DOCUMENT SOURCE -
Pire pour la Russie : l’OTAN a profité de la stupeur de février 2022 pour s’étendre encore davantage, une défaite stratégique pour une Russie plus encerclée que jamais. Dans le reste de « l’étranger proche » la guerre de 2022 a détourné Moscou de ses bases : par exemple les Azéris ont facilement battus l’Arménie en 2023 pourtant traditionnellement soutenue par la Russie...
Si Poutine subventionne tous les partis anti-système c’est peut-être aussi pour voiler les doutes des élites russes. Après 91 les oligarques investissaient leur trésor dans les banques de l’ouest et ce jusqu’aux USA (où les filles de Poutine faisaient des affaires). Après 2022 ces barons voleurs ont dû « choisir » sous peine d’être suicidés, ils ont déjà été « convaincus » de subventionner le président et son proche entourage. Jusqu’à quand ?
Et que dire de l’aventure Prigojine ? Une armée est-elle puissante quand elle a besoin de sous-fifres incontrôlables ? Et Navalny ? Est-on fort quand on se sent forcé d’assassiner un opposant seul et embastillé ?

PROBLÈMES À RÉSOUDRE -
**a)** Recopiez le passage du document source qui s'ouvre sur les mots contenant "Si Poutine subventionne" et se ferme sur "et embastillé ?".
**b)** D'après le document source, quel pays les Azéris ont-ils battu en 2023 ?
Les items ne sont pas utiles pour ce travail.

LISTE -
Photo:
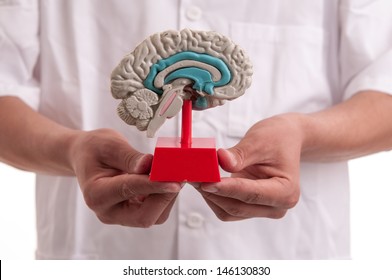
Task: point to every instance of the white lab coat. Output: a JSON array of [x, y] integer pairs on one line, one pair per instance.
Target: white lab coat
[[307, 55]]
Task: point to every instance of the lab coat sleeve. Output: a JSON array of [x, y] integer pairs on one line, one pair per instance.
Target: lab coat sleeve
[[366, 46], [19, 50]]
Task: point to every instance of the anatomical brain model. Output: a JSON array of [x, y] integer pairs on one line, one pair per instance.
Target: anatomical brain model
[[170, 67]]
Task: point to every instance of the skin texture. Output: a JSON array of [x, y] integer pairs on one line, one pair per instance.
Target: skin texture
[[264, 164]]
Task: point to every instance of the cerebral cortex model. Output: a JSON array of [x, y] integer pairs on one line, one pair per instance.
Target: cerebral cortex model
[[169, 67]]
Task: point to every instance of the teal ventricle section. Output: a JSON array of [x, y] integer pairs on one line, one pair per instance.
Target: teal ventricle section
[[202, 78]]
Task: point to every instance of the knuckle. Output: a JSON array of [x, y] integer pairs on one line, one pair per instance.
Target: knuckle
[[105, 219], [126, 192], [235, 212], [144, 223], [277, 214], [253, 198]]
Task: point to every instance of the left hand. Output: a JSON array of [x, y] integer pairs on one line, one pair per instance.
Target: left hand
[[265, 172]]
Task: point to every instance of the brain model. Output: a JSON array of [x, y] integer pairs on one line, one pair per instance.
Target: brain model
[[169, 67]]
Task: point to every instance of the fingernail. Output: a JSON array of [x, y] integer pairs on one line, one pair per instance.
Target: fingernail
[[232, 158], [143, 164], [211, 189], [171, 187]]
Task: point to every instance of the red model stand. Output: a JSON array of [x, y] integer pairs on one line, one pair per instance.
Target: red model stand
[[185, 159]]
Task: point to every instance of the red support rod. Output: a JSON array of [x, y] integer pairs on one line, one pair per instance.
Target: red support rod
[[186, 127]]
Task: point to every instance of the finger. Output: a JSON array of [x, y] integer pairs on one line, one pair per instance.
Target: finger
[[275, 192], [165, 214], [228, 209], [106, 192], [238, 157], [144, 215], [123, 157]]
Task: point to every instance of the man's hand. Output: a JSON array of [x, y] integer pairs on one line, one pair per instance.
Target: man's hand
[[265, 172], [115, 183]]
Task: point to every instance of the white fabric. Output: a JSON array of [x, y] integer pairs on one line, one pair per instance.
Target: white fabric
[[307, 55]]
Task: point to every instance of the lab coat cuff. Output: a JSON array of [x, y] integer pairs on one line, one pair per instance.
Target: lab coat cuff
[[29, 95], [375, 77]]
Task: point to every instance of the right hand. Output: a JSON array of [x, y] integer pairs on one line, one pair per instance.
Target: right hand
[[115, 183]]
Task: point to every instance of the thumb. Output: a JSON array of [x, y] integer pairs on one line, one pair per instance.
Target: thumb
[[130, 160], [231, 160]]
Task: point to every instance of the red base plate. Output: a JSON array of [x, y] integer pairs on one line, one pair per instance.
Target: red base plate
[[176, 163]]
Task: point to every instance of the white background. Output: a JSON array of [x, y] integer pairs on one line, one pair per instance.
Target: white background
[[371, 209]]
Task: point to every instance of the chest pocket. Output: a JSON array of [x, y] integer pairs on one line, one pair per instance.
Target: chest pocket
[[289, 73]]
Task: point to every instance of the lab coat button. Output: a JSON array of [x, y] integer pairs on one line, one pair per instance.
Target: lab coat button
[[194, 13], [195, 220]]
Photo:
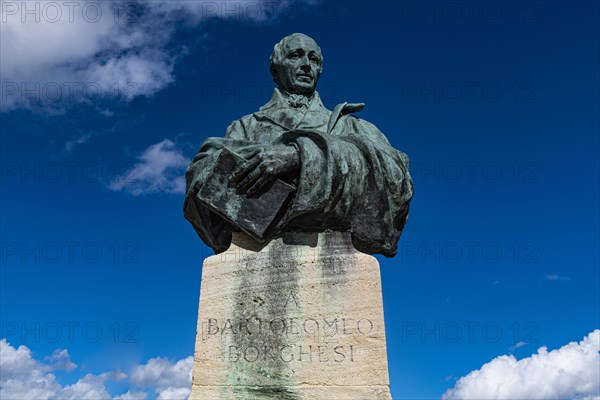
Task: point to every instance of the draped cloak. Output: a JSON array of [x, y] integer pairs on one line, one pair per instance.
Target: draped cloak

RÉPONSES ATTENDUES -
**a)**
Si Poutine subventionne tous les partis anti-système c’est peut-être aussi pour voiler les doutes des élites russes. Après 91 les oligarques investissaient leur trésor dans les banques de l’ouest et ce jusqu’aux USA (où les filles de Poutine faisaient des affaires). Après 2022 ces barons voleurs ont dû « choisir » sous peine d’être suicidés, ils ont déjà été « convaincus » de subventionner le président et son proche entourage. Jusqu’à quand ?
Et que dire de l’aventure Prigojine ? Une armée est-elle puissante quand elle a besoin de sous-fifres incontrôlables ? Et Navalny ? Est-on fort quand on se sent forcé d’assassiner un opposant seul et embastillé ?

**b)** L'Arménie.